INPUT DATA —

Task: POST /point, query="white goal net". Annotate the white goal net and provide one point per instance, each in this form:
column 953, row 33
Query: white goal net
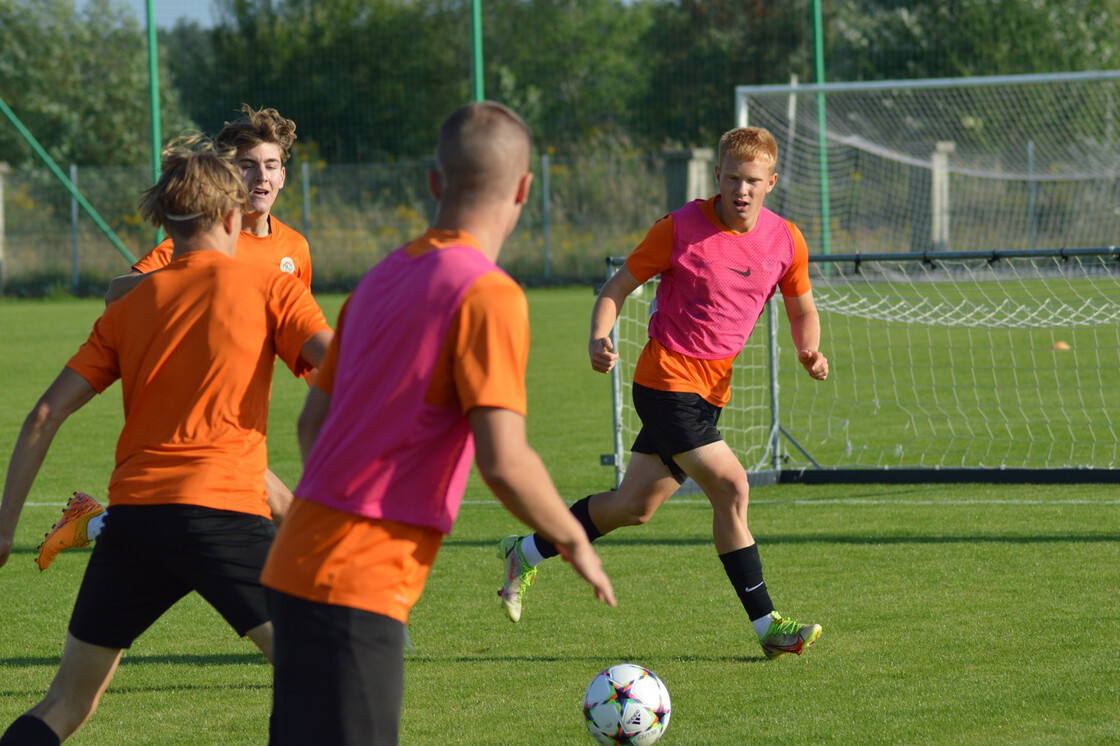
column 951, row 164
column 962, row 238
column 978, row 365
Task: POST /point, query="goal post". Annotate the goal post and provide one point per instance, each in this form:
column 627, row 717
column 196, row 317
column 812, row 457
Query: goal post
column 974, row 164
column 962, row 240
column 944, row 366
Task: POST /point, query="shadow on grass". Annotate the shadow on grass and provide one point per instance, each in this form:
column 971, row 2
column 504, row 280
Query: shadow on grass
column 419, row 659
column 218, row 659
column 869, row 539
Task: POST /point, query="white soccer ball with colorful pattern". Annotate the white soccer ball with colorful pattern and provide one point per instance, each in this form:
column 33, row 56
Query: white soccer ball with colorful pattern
column 626, row 705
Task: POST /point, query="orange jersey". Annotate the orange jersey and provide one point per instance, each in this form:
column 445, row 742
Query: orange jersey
column 335, row 557
column 283, row 249
column 194, row 346
column 666, row 370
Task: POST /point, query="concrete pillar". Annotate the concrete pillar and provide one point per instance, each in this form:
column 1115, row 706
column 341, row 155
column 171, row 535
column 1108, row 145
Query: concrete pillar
column 689, row 175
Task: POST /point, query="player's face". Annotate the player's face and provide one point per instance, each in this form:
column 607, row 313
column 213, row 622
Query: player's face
column 743, row 186
column 263, row 173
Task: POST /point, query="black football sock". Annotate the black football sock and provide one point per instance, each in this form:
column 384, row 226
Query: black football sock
column 745, row 570
column 582, row 514
column 29, row 730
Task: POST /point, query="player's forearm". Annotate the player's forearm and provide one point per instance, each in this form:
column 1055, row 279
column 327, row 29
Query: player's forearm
column 806, row 330
column 604, row 316
column 31, row 446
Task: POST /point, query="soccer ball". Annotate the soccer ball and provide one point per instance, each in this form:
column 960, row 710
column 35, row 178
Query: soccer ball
column 626, row 705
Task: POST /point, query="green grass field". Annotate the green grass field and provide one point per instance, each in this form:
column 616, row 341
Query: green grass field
column 952, row 614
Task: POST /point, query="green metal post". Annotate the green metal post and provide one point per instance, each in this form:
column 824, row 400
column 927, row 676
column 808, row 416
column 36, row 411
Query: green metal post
column 154, row 92
column 821, row 129
column 45, row 157
column 476, row 47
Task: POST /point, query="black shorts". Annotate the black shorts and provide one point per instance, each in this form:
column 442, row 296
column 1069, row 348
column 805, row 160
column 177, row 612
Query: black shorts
column 148, row 557
column 673, row 422
column 338, row 674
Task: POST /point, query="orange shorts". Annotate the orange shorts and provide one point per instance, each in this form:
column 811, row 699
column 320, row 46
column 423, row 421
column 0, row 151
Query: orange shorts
column 336, row 558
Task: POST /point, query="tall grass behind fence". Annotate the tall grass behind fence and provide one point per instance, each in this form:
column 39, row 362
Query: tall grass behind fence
column 352, row 214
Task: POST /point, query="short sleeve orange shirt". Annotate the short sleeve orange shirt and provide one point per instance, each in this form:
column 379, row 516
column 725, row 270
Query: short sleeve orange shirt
column 283, row 249
column 382, row 566
column 194, row 346
column 665, row 370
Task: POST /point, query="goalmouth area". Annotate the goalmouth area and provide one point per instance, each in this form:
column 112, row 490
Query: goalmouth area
column 963, row 258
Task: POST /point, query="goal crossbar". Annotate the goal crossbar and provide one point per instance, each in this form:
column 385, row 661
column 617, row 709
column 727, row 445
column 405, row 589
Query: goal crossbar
column 945, row 366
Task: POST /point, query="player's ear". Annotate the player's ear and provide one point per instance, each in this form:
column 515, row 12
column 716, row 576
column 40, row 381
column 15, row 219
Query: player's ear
column 523, row 185
column 231, row 222
column 434, row 184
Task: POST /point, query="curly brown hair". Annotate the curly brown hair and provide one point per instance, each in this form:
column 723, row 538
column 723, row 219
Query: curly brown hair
column 258, row 126
column 198, row 185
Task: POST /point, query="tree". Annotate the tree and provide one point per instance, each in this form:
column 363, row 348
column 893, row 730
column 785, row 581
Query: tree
column 700, row 49
column 78, row 82
column 884, row 39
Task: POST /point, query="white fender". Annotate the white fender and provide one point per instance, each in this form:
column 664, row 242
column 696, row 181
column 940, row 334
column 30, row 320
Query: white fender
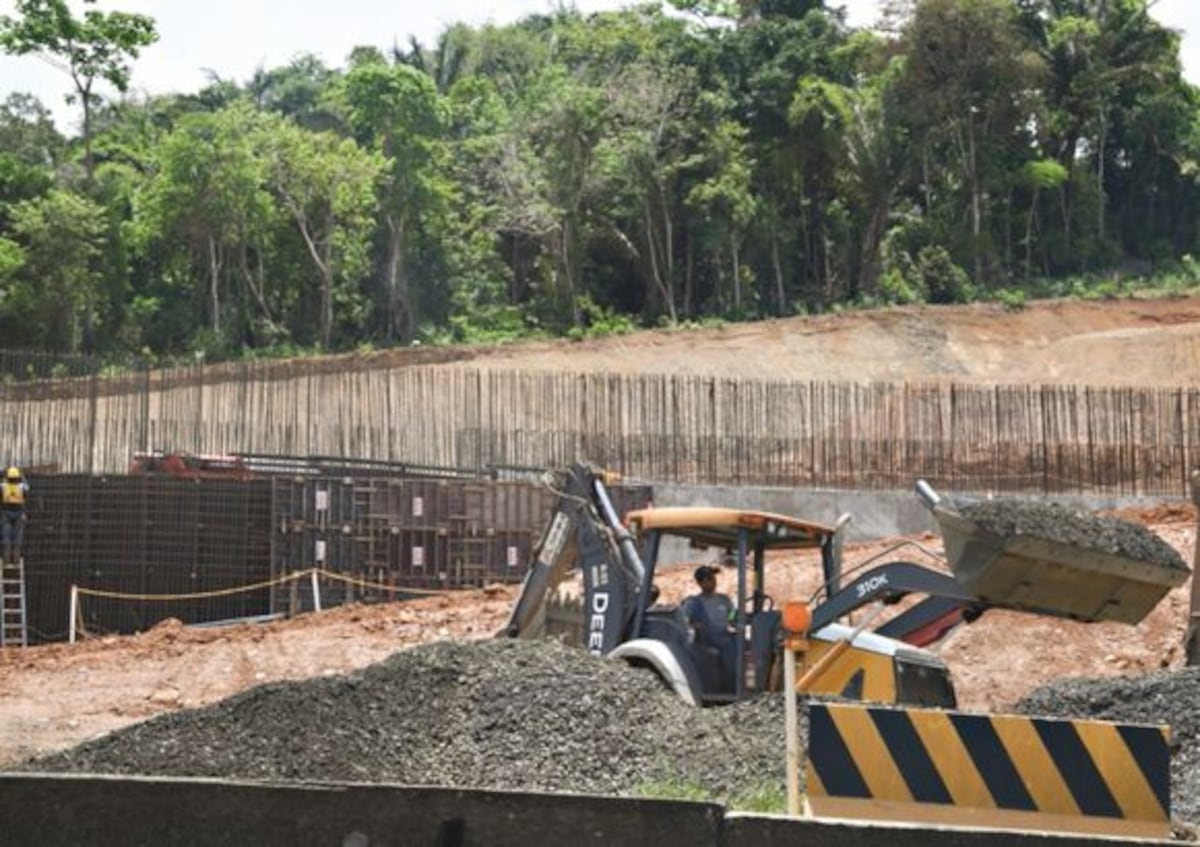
column 660, row 659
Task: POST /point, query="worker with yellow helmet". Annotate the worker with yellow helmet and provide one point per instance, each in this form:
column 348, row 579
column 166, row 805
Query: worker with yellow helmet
column 13, row 493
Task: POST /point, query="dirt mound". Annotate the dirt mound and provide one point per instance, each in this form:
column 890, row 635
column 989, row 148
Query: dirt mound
column 1169, row 697
column 497, row 714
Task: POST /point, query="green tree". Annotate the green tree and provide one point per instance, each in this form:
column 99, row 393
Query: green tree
column 52, row 299
column 209, row 194
column 969, row 76
column 95, row 47
column 397, row 112
column 327, row 186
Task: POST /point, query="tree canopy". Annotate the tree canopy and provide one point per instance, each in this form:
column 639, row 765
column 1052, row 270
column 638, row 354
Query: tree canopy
column 574, row 173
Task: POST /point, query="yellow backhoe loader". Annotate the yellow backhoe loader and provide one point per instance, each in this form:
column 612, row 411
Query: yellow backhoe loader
column 888, row 664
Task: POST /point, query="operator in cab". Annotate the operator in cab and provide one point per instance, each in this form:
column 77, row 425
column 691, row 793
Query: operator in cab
column 711, row 617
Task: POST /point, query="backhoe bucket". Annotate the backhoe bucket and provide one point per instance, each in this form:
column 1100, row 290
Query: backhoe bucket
column 1047, row 576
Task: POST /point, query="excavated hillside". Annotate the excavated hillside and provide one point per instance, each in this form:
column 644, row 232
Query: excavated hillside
column 1104, row 342
column 336, row 695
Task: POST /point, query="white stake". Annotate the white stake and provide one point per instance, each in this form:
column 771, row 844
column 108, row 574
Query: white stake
column 792, row 732
column 73, row 612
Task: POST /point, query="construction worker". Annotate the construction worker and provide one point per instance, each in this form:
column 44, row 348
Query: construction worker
column 12, row 512
column 711, row 616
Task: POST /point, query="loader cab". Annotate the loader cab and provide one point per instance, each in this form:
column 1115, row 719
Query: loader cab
column 744, row 538
column 868, row 666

PROBLEM TO WORK ON —
Reproduce every row above verbatim, leaving out the pictures.

ANSWER TO THE EXERCISE —
Task: POST /point, query="white goal net". Annotate the white goal net and provide one point per instance, each in this form:
column 953, row 33
Query: white goal net
column 951, row 164
column 962, row 238
column 978, row 365
Task: POST /point, query="goal post". Annotate the goal post and provide one point per instance, each in this form:
column 627, row 717
column 196, row 317
column 812, row 457
Query: goal post
column 974, row 164
column 962, row 240
column 944, row 366
Task: POST /point, query="shadow on grass". Annotate the shadow on grass and provide one point per instance, each in this form:
column 971, row 2
column 504, row 280
Query: shadow on grass
column 419, row 659
column 218, row 659
column 869, row 539
Task: POST /point, query="white soccer ball with colorful pattern". Annotate the white soccer ball with colorful pattern and provide one point per instance, each in this form:
column 33, row 56
Query: white soccer ball with colorful pattern
column 626, row 705
Task: POST /point, query="orange jersey". Annotate the orange jersey and provide one point per instance, each in this form:
column 445, row 742
Query: orange jersey
column 335, row 557
column 283, row 249
column 194, row 346
column 666, row 370
Task: POST /point, query="concrete pillar". Annotate the concrete pillar and provide one point per instance, each in this form:
column 1115, row 706
column 341, row 155
column 171, row 535
column 1108, row 145
Query: concrete pillar
column 689, row 175
Task: POST /point, query="player's face". Annotate the player's face and provide one point per instance, each in this form:
column 607, row 313
column 213, row 622
Query: player's face
column 743, row 186
column 263, row 173
Task: POST /point, query="black football sock". Annotate the black football sock and provide one point per instance, each in this form:
column 384, row 226
Query: black football sock
column 745, row 570
column 582, row 514
column 29, row 730
Task: POST /point, query="player's forearm". Annotate the player's forearm and provide one point per instance, each in this form:
column 1055, row 279
column 327, row 29
Query: player's forearm
column 806, row 330
column 604, row 316
column 31, row 446
Task: POST /point, query="soccer ball". Annotate the soccer ball and provide one point per instance, each in this form:
column 960, row 710
column 35, row 178
Query: soccer ball
column 626, row 705
Task: POST /point, query="green grass field". Annotate the green grass field and provide one point per instance, each in this form:
column 616, row 341
Query: green grass field
column 952, row 614
Task: POST /point, query="green metal post". Annotate the green metal post and provide one point per instance, each in this form:
column 824, row 400
column 927, row 676
column 808, row 416
column 36, row 411
Query: green metal post
column 154, row 92
column 821, row 129
column 45, row 157
column 476, row 47
Task: POST /point, query="black shorts". Annotate the black shorts and provide one point per instance, each in this form:
column 442, row 296
column 1069, row 348
column 805, row 160
column 177, row 612
Query: black shorts
column 148, row 557
column 673, row 422
column 338, row 674
Task: POST /point, query="orange shorts". Annotate the orange shorts and provide one point per instance, each in this form:
column 811, row 699
column 320, row 46
column 423, row 421
column 0, row 151
Query: orange shorts
column 336, row 558
Task: POST /point, query="tall grass behind fence". Annotate the tall grass behind fence and provide one point per instance, each in this form:
column 39, row 362
Query: tall grass behind fence
column 352, row 214
Task: POST /point, query="short sleeve orange shirt". Annotate the short sleeve orange shirt and provide one point per instance, each in this form:
column 379, row 516
column 725, row 270
Query: short sleeve orange shirt
column 283, row 249
column 382, row 566
column 194, row 346
column 665, row 370
Task: POST /point, query="goalmouth area". Annotate the goalmouth area and provide one point per instance, each in this form:
column 112, row 490
Query: goalmouth area
column 963, row 258
Task: POST /point, query="goal crossbar". Annotate the goal crossbar and provide one point per instance, each in this form:
column 385, row 661
column 617, row 709
column 727, row 445
column 405, row 589
Query: goal crossbar
column 945, row 366
Task: POST /point, query="player's ear". Annotate the player's ear and provide one point per instance, each in this form:
column 515, row 12
column 716, row 576
column 40, row 381
column 15, row 219
Query: player's ear
column 523, row 185
column 231, row 222
column 434, row 184
Task: POST /point, query="curly brown hair". Annotate the curly brown hair and provide one point per instance, each in this form:
column 723, row 538
column 723, row 219
Query: curly brown hair
column 258, row 126
column 198, row 185
Task: POST /point, query="tree". Annotate the tree and provide one point per instance, each in this form:
column 363, row 348
column 893, row 730
column 785, row 581
Query: tree
column 700, row 49
column 78, row 82
column 884, row 39
Task: POST /point, query="white fender". Annotate the white fender and provide one point per instance, each in this form:
column 664, row 242
column 696, row 181
column 940, row 334
column 30, row 320
Query: white fender
column 660, row 659
Task: POST /point, query="worker with yellow helmet". Annotate the worker with yellow helmet and provide one point per instance, each in this form:
column 348, row 579
column 166, row 805
Query: worker with yellow helmet
column 13, row 493
Task: POST /point, query="dirt mound". Annotate the dirt mound and provide one point per instance, each in this form:
column 890, row 635
column 989, row 148
Query: dirt mound
column 1169, row 697
column 497, row 714
Task: POST /point, query="green tree". Annotate the green tree and provide one point per instance, each in this form:
column 99, row 393
Query: green tree
column 52, row 299
column 209, row 194
column 969, row 76
column 95, row 47
column 397, row 112
column 327, row 186
Task: POST /point, query="tree canopy". Annotate the tree canopy and provide one point per instance, each in this form:
column 639, row 765
column 1052, row 270
column 638, row 354
Query: tree canopy
column 574, row 173
Task: POST /point, query="yellow backhoe loader". Annotate the yellow backhoe loader and provide one point per instance, each in this form:
column 612, row 411
Query: yellow backhoe loader
column 888, row 664
Task: POST /point, query="operator in cab". Annotate the operator in cab and provide one point per instance, each in this form:
column 77, row 425
column 691, row 793
Query: operator in cab
column 711, row 617
Task: POST /point, query="backhoe bucket". Annotate the backhoe bucket and provide one point per instance, each in this form:
column 1100, row 290
Query: backhoe bucket
column 1047, row 576
Task: POST /point, query="excavated hillside". Annotate the excavated hillside and provide one point per instance, each in this form:
column 644, row 232
Query: excavated hillside
column 1104, row 342
column 336, row 695
Task: POST /point, query="white stake". Annotate the white stake and provide one point per instance, each in this form:
column 771, row 844
column 108, row 574
Query: white stake
column 792, row 732
column 73, row 612
Task: POST /point, query="construction worker". Annotate the construction worker and provide one point per instance, each in this form:
column 44, row 348
Query: construction worker
column 12, row 512
column 711, row 616
Task: POST /point, query="loader cab". Annotate the loader cab and provide one point per instance, each in this form:
column 1115, row 719
Query: loader cab
column 744, row 538
column 868, row 666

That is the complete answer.